> **TEXT PROVIDED**:
* START *
In this paper, we propose a power-diverse design in NCMA multiuser downlink, referred to as PD-NCMA. More precisely, we consider a content-centric dynamic multiuser framework with two stages. In the first stage, users are grouped dynamically according to the content levels. Different from conventional PB-NCMA [12] and PR-NCMA [15], power-diverse design is adopted in the second stage since it improves MUD performance dramatically, which is critical to boost throughput. We compare several NCMA algorithms in

Table 1. Comparison of several NCMA algorithms.

Algorithm	PB-NCMA [12]	PR-NCMA [15]	PD-NCMA
Clustering	User-centric	User-centric	Content-centirc
Power allocation	Equal	Equal	Priority-based
Key enhancement	None	Phase rotation	Power-diverse
Performance	Baseline	20% improvement	30–50% improvement

.

The main contributions of this paper are summarized as follows:

• We propose a power-diverse downlink NCMA framework that exploits content heterogeneity to improve throughput without requiring channel-state information.
• Content-centric clustering followed by priority-driven power allocation is introduced in this paper, which enhances the MUD and throughput performance. The proposed scheme achieves higher throughput than existing PB-NCMA and PR-NCMA schemes in low-to-medium Signal-to-Noise Ratio (SNR) regions.

The rest of this paper is structured as follows. The multiuser NCMA downlink structure is presented in Section 2. In Section 3, dynamic clustering and power allocation design in PD-NCMA are introduced. Comprehensive simulation results will be assessed in Section 4, followed by the conclusion in Section 5.

2. Multiuser NCMA Downlink System

2.1. System Model

Consider the downlink system consisting of M users and 1 base station (BS) in Figure 1. M user devices are divided into N clusters. Notice that users and the BS can be considered sensor devices and control nodes or other equipment, respectively. Here we adopt a general description (user, BS, etc.) to introduce the system structure. It is worth noting that since the energy and efficiency performance of user equipment in downlink is much weaker than that of the BS, the number of users in one cluster needs to be further limited [20]. In addition, users are usually grouped pairwise to ensure decoding complexity in the NCMA system [21]. Thus, we adopt the same configuration. Each cluster contains two or one user (in general, two users per group is the recommended configuration, but when the number of users is odd, one user will be grouped separately), while each device only can be in one cluster. Thus, $N=\lceil {\displaystyle \frac{M}{2}}\rceil$, where $\lceil \rceil$ is the ceil operator. We assume that the total power budget of the BS is $P_T$, and the power among clusters is equal. Consequently, the power of cluster i satisfies ${\sum }_{i=1}^N{P}_i=P_T$. Additionally, frequency blocks are orthogonally occupied by clusters. Therefore, the impact among clusters is negligible and conventional NCMA (or the proposed PD-NCMA) method can be adopted in any cluster.
* END *
> **GIVEN INFORMATION**:
* START *
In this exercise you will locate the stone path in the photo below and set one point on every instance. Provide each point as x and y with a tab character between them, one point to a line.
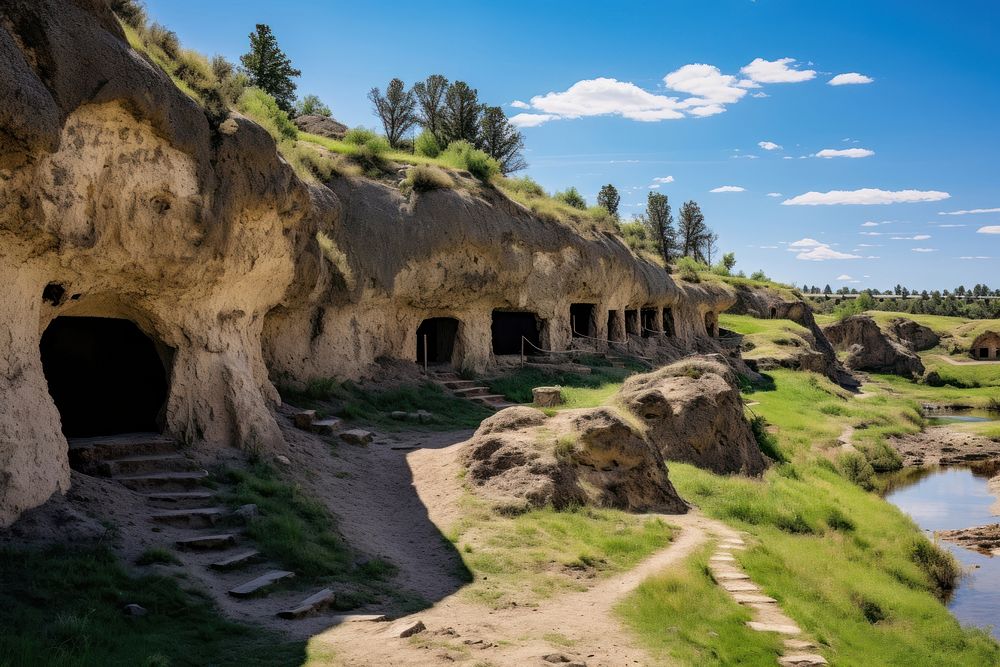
767	614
* END *
> **GIVEN PROBLEM A**: In the NCMA paper excerpt, what performance does the comparison table give for PR-NCMA?
> **GIVEN PROBLEM B**: According to the NCMA paper excerpt, which sections make up the rest of the paper? Give each section's number and topic.
> **GIVEN PROBLEM C**: Pick up the NCMA paper excerpt after its last sentence and write the paragraph that comes next.

> **EXERCISE ANSWER A**: A 20% improvement.

> **EXERCISE ANSWER B**:
- Section 2: the multiuser NCMA downlink structure
- Section 3: dynamic clustering and power allocation design in PD-NCMA
- Section 4: simulation results
- Section 5: the conclusion

> **EXERCISE ANSWER C**:
2.2. Information Processing of PD-NCMA

Without the loss of generality, a random cluster i ($i=1,2,\dots ,N$) is selected to describe the PD-NCMA scheme. Different user devices are represented by A and B, respectively. As depicted in Figure 2, complete PD-NCMA downlink propagation includes both PHY layer and MAC layer processing. The MAC layer large message for user s ($s\in \{A,B\}$) in cluster i is denoted by $M_i^s$. The Reed–Solomon (RS) code (other advanced erasure channel codes (such as fountain codes) are also possible at the NCMA MAC layer) is used at the MAC layer to encode message $M_i^s$ into multiple packets $C_{ij}^s$ where $j=1,2,\dots$:

$$C_i^s=G{M}_i^s={[C_{i1}^s,C_{i2}^s,\dots ,C_{ij}^s]}^T.$$

(1)

Notice that G represents the invertible generator matrix [22] for the RS code, and $C_i^s$ is the set of multiple packets $C_{ij}^s$. $C_{ij}^s$ further channel-coded into $V_{ij}^s$ and modulated into $X_{ij}^s$ at the PHY layer. Both user devices utilize the same modulation order, and the same convolutional code is adopted as for the PHY layer channel codes. Unlike PB-NCMA and PR-NCMA, the proposed PD-NCMA allocates varying power to the underlying signals $X_{ij}^s$ of two users without channel information (Dynamic clustering and power allocation will be further discussed in Section 3). The power assigned to user s in cluster i is denoted by $P_i^s$, and the superposed signal of $\{X_{ij}^A,X_{ij}^B\}$ can be expressed as

$$X_{ij}^{AB}=\sqrt{P_i^A}{X}_{ij}^A+\sqrt{P_i^B}{X}_{ij}^B.$$

(2)

NCMA superposed signals $X_{ij}^{AB}$ are then broadcast to users A and B continuously. At the receiver of user s in cluster i, the received signal is

$$Y_{ij}^s=H_{ij}^s{X}_{ij}^{AB}+W_{ij}^s,$$

(3)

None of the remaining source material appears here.